| Exercise goal |
Reproduce exactly the line that contains "of the tree" and all lines that follow it in the records below, ending with the last one.

↓↓↓

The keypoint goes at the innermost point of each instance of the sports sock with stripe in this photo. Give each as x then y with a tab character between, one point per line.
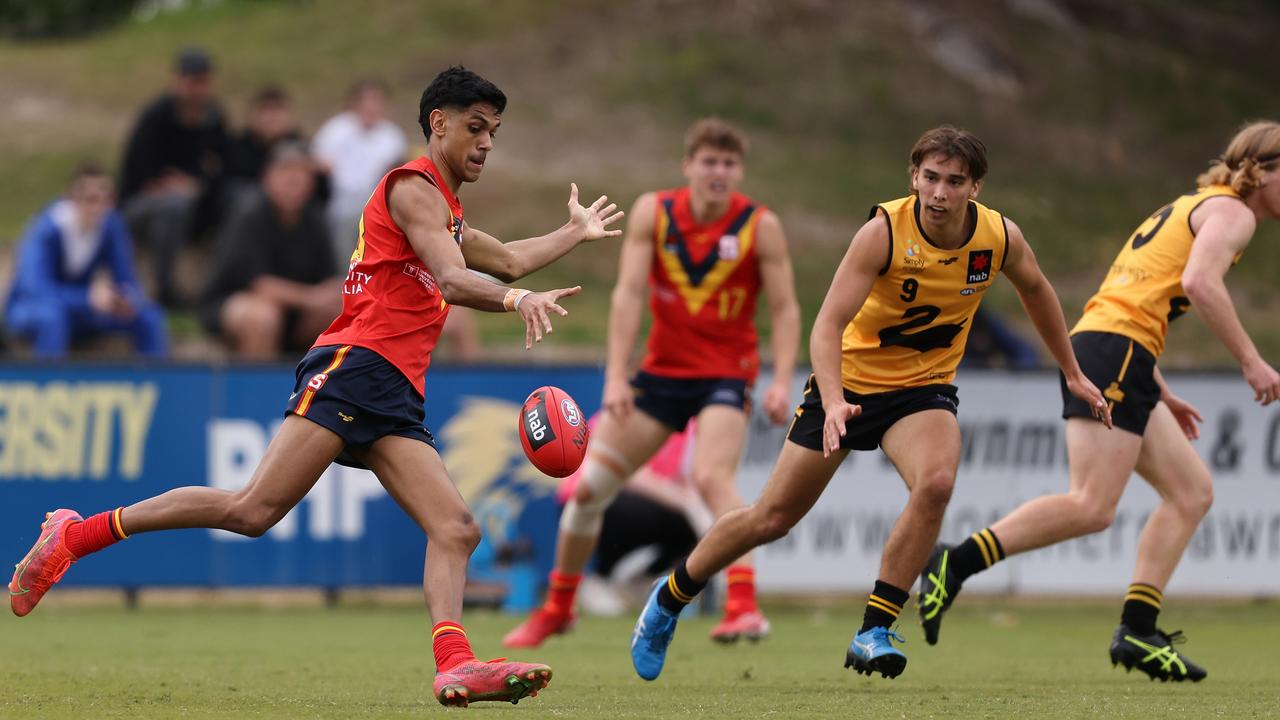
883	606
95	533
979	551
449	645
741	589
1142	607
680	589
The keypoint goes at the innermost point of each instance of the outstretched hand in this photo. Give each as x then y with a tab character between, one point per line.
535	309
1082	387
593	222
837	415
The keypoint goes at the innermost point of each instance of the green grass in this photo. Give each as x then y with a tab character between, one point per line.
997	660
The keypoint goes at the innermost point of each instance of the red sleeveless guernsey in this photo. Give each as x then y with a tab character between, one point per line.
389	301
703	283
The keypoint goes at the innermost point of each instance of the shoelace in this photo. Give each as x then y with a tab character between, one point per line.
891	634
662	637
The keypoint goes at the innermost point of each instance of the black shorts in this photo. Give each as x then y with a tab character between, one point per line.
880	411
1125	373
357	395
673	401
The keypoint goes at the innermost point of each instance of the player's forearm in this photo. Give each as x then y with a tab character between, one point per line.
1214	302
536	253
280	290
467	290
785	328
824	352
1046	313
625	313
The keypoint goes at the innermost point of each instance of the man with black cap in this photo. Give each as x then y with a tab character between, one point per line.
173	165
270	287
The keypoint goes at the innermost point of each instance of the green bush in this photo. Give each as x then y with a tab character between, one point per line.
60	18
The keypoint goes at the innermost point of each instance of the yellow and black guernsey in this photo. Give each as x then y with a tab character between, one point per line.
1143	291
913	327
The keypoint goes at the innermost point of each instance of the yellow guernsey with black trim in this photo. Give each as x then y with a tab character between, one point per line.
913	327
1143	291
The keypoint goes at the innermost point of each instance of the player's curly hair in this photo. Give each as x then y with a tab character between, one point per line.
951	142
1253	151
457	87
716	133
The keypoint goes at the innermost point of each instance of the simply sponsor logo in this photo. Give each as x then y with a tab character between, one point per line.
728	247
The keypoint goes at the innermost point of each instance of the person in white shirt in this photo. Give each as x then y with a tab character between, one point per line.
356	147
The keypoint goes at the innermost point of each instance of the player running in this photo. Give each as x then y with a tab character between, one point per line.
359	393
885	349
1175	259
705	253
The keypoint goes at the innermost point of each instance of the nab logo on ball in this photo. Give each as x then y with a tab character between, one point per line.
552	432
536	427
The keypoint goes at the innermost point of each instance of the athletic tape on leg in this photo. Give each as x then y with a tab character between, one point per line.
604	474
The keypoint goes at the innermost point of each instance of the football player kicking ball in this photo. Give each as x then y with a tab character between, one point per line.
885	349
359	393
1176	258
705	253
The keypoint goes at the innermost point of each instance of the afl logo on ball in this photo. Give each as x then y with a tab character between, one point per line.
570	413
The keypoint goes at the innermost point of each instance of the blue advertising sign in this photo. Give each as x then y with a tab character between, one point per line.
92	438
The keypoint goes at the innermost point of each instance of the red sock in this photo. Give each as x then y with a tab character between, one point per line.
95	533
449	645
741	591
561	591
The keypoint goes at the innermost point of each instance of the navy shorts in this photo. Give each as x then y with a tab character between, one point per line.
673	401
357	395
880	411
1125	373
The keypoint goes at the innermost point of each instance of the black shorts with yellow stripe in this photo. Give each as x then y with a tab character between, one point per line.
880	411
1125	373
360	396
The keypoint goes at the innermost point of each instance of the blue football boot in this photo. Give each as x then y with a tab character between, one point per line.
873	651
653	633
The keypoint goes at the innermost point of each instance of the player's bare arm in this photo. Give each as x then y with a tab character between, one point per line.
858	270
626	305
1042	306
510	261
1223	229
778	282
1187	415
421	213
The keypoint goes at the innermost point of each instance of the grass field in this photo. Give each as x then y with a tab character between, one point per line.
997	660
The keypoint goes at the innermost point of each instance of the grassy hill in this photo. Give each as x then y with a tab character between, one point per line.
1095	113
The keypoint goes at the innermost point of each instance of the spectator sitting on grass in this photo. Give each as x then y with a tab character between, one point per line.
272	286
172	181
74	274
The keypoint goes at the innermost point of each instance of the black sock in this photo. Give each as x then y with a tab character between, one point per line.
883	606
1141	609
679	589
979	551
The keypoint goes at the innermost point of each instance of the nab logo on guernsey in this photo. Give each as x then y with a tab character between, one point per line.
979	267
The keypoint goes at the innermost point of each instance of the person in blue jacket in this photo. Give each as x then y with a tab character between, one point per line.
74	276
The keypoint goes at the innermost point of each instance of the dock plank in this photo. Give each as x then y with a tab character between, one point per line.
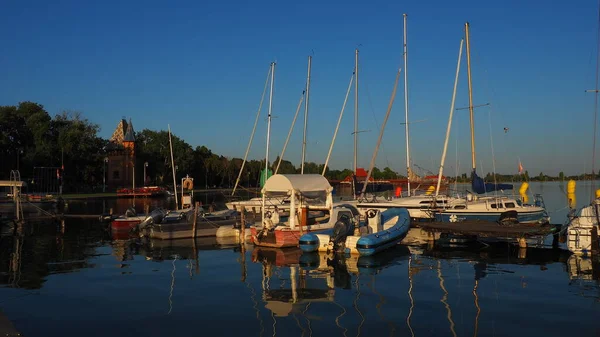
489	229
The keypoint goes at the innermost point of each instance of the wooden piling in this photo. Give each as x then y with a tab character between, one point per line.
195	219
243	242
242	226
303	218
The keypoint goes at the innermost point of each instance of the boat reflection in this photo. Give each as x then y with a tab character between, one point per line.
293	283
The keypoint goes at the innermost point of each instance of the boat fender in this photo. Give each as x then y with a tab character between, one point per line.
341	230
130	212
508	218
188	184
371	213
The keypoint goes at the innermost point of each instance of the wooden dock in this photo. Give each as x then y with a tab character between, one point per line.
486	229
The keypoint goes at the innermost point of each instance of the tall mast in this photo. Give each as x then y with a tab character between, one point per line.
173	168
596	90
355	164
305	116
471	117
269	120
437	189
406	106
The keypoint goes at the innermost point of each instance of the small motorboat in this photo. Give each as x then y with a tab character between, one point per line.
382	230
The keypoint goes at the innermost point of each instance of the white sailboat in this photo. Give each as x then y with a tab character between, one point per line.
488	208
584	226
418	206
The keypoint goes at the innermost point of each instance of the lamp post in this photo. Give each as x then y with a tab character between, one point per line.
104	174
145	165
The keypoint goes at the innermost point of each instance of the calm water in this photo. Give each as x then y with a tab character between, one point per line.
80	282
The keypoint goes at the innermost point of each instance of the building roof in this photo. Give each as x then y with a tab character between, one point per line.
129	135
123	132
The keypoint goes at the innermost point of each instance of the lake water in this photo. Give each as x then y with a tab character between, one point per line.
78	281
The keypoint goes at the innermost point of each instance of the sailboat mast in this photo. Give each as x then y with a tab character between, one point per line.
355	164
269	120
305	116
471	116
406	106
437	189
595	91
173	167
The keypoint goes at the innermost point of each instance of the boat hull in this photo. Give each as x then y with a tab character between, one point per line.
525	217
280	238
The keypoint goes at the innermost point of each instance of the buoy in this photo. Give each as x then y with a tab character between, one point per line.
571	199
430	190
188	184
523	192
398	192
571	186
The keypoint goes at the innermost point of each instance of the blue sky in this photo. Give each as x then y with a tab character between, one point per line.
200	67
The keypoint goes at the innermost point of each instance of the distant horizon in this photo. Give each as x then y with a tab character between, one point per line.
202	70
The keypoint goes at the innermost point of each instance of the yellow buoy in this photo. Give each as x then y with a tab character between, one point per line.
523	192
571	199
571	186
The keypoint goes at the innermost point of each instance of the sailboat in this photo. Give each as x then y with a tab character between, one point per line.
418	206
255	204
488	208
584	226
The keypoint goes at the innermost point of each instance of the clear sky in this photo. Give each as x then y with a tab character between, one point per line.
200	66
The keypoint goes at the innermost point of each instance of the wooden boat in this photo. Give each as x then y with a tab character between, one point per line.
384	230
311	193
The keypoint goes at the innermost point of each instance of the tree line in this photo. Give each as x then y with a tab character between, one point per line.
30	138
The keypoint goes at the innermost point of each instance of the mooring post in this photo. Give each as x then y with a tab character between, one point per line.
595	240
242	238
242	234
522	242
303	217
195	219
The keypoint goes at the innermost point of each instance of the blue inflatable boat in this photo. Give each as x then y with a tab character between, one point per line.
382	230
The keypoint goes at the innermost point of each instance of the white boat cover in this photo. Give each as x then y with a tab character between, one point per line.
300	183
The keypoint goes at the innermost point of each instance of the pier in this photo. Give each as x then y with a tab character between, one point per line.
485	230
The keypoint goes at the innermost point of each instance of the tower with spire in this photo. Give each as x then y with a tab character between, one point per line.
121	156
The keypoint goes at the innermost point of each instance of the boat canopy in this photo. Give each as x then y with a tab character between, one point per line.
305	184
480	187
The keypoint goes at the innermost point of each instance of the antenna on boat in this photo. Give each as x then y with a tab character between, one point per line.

↑↑↑

| Output |
The keypoint goes at the innermost point of each instance of the tree line in this photo. Give each as x then y with a tab character between, one point per line.
30	138
The keypoint goes at the innermost point of each instance of the mooring post in this photo. Give each as x then y with a tab character between, one point per line.
595	240
242	238
242	234
522	242
303	217
195	219
The keypoint goes at the innermost point of each instance of the blue inflatable boat in this photo. Give each as x then y with a tab character between, one point per line.
382	230
The keypoint goes at the innermost point of each instance of the white boat cover in this photo. Give each as x then y with a tab character between, one point per line.
300	183
The keypoint goes at the innermost point of each instance of the pier in this photo. Give each as x then y with a tab character between, one point per line.
485	230
The keypoint goes at the innermost point of each instance of the tower with spire in this photo. Give each as x then y with a tab character between, one point per line.
121	156
The keypoint goes at the innermost point of each instance of the boat canopy in this photo. Give each as x then y with a tab character between, one point per line.
305	184
480	187
The keypoint goes at the innermost point of each instance of the antenna on boat in this photo. Give each as x then y with a tab character between, one point per line.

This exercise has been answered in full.